■ Provided entries
⟨

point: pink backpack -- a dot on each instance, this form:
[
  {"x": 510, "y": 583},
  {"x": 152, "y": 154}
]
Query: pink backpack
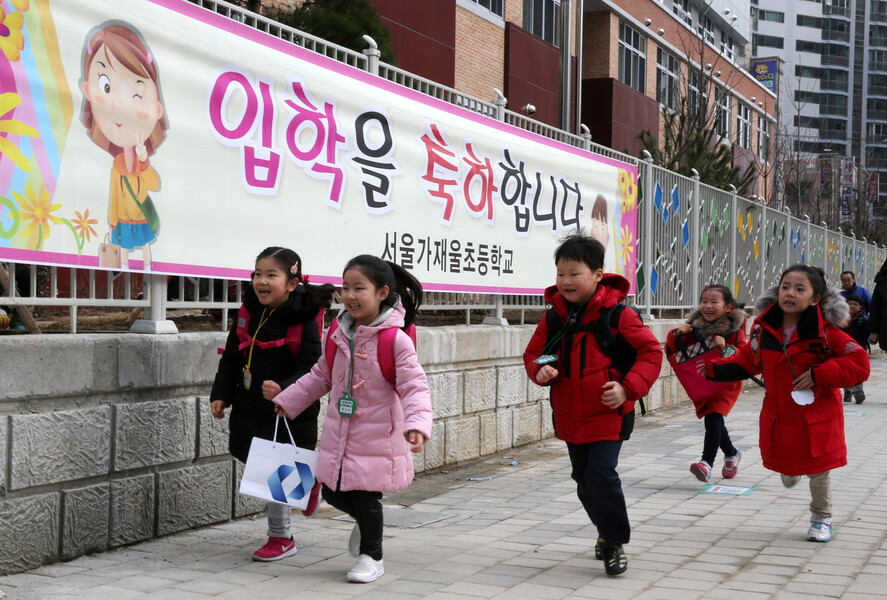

⟩

■ Problem to solve
Reproduce all entries without any change, and omit the pictures.

■ Response for this exercise
point: pink backpack -- a dot on each instance, this form:
[
  {"x": 510, "y": 583},
  {"x": 152, "y": 154}
]
Query: pink backpack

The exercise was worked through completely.